> _WHAT IS ASKED_
Every entry here needs to be repeated exactly.

====== DATA FOR PROCESSING ======

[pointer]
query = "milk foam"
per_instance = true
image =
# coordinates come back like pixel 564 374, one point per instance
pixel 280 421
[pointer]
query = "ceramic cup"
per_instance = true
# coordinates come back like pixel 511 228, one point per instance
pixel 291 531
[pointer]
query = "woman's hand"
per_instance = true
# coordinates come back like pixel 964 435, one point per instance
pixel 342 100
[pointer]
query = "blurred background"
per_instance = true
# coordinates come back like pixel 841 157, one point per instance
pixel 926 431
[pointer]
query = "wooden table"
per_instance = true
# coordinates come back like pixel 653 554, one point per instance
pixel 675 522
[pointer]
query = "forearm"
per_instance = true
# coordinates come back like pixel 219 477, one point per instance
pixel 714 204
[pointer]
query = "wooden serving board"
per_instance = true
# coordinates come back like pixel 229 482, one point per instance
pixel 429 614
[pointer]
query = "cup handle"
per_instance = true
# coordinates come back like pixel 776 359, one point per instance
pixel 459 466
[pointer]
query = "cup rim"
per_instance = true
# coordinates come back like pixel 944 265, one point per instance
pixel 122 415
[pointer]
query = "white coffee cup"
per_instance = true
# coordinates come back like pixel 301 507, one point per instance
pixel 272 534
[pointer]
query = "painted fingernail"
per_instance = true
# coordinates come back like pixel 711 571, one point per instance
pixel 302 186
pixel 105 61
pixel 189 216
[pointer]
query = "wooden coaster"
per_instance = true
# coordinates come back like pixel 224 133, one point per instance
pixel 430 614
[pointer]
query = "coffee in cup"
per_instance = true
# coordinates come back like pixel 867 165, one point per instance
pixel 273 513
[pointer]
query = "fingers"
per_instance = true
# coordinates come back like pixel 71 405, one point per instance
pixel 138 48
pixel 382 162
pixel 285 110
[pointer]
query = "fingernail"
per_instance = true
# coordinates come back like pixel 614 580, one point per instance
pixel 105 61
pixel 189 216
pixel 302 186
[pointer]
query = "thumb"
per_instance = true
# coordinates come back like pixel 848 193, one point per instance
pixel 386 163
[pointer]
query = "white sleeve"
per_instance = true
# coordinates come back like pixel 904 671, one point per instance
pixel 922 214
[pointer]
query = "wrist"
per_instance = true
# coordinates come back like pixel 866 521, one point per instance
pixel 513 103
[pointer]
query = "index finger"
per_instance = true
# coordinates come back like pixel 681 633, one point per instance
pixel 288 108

======

> _TASK SOLUTION_
[pointer]
query = "milk foam"
per_instance = true
image =
# coordinates come back like pixel 564 374, one point per instance
pixel 280 421
[pointer]
query = "ceramic cup"
per_instance = true
# coordinates come back like pixel 511 228, one point per instance
pixel 291 531
[pointer]
query = "woman's hand"
per_instance = true
# coordinates come back like pixel 964 435, one point per instance
pixel 342 100
[pointer]
query = "blurred background"
per_instance = true
# coordinates come back like pixel 841 157, one point per instance
pixel 926 431
[pointer]
query = "wooden table"
per_instance = true
# coordinates come back like pixel 653 554, one point per instance
pixel 675 522
[pointer]
query = "forearm"
per_instance = true
# coordinates come back like pixel 219 477, one point per instance
pixel 714 204
[pointer]
query = "wooden serving board"
per_instance = true
# coordinates come back like pixel 229 482, one point per instance
pixel 429 614
[pointer]
query = "cup handle"
per_instance = true
# coordinates come back like pixel 776 359, one point per instance
pixel 459 466
[pointer]
query = "cup rim"
per_instance = true
# coordinates come back like pixel 944 265, one point per instance
pixel 122 415
[pointer]
query = "white coffee cup"
per_instance = true
# coordinates come back like pixel 301 507, one point per instance
pixel 272 534
[pointer]
query = "painted fingernail"
per_instance = true
# coordinates come back like pixel 711 571, one point per instance
pixel 302 186
pixel 105 61
pixel 189 216
[pointer]
query = "wooden coaster"
per_instance = true
# coordinates come back like pixel 224 133, one point per instance
pixel 430 614
[pointer]
query = "coffee in cup"
per_instance = true
# coordinates come back like pixel 867 165, one point per instance
pixel 273 513
[pointer]
query = "fingers"
per_instance = true
# coordinates come back like pixel 71 405, one point per instance
pixel 138 48
pixel 382 162
pixel 285 110
[pointer]
query = "fingernail"
per_instance = true
# coordinates come back like pixel 614 580, one point per instance
pixel 105 61
pixel 189 216
pixel 302 186
[pointer]
query = "thumb"
per_instance = true
# coordinates come back like pixel 848 193, one point per instance
pixel 386 163
[pointer]
query = "white sleeve"
per_instance = true
# coordinates come back like pixel 904 671, one point per instance
pixel 922 214
[pointer]
query = "wrist"
per_instance = true
# coordinates come back like pixel 866 521, one point per instance
pixel 513 103
[pointer]
query = "index finger"
per_instance = true
# coordinates come back like pixel 681 633, one point per instance
pixel 288 108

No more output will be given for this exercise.